[Objective]
Format the listing from the line with "Compliance review: the grass" to the line with "467;113;496;121", both included, as a Markdown table with the columns Row and Line, where Row numbers each line and Line holds its text. Leave out any blank lines.
### Entries supplied
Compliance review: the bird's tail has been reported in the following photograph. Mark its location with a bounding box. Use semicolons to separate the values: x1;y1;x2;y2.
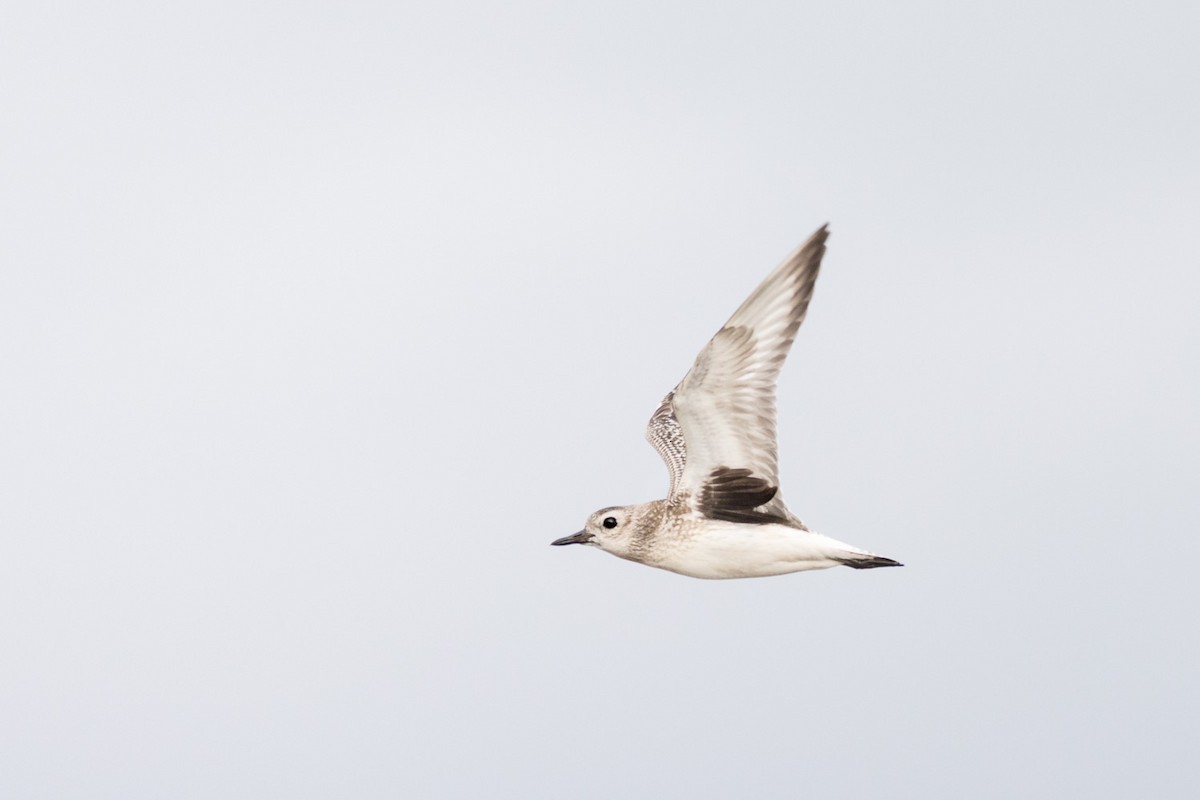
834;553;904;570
######
### Entries supplied
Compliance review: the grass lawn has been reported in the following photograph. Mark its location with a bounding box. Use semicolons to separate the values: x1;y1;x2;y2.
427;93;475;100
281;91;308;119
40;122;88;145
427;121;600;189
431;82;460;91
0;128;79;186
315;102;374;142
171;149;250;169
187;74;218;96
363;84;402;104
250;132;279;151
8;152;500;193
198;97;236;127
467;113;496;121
######
[Answer in full]
| Row | Line |
|---|---|
| 1 | Compliance review: the grass lawn has been reported in the following photograph. Mark its location with a bounding box. Use semicolons to separate the values: x1;y1;x2;y2. |
| 2 | 427;93;475;100 |
| 3 | 281;91;308;119 |
| 4 | 40;122;88;145 |
| 5 | 427;121;600;189 |
| 6 | 431;82;460;91 |
| 7 | 0;128;79;186 |
| 8 | 315;102;374;142 |
| 9 | 171;149;250;169 |
| 10 | 187;74;218;96 |
| 11 | 363;84;402;104 |
| 12 | 250;132;279;151 |
| 13 | 8;152;500;193 |
| 14 | 198;97;236;127 |
| 15 | 467;113;496;121 |